• [Your task]: Output the material below as a JSON list of strings, one string per line, with blank lines omitted. Leave the pictures out.

• [Dataset records]:

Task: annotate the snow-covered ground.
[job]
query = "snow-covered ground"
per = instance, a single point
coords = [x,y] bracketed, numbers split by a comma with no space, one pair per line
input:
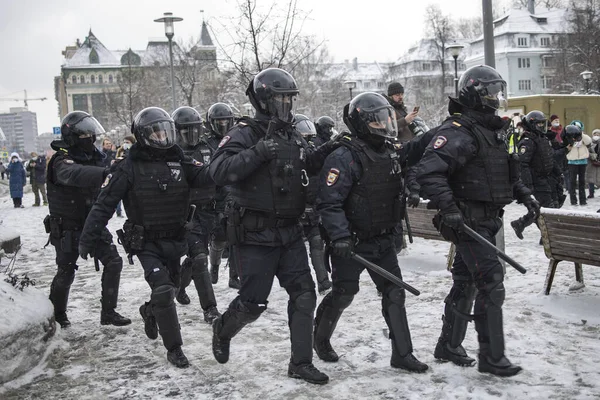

• [Finished task]:
[
  "Task: annotate the snow-covered ground.",
  "[job]",
  "query = \"snow-covered ground\"",
  "per = instance, a single point",
  "coords = [x,y] bracketed, numbers split by a comma with no space, one pair per line",
  "input:"
]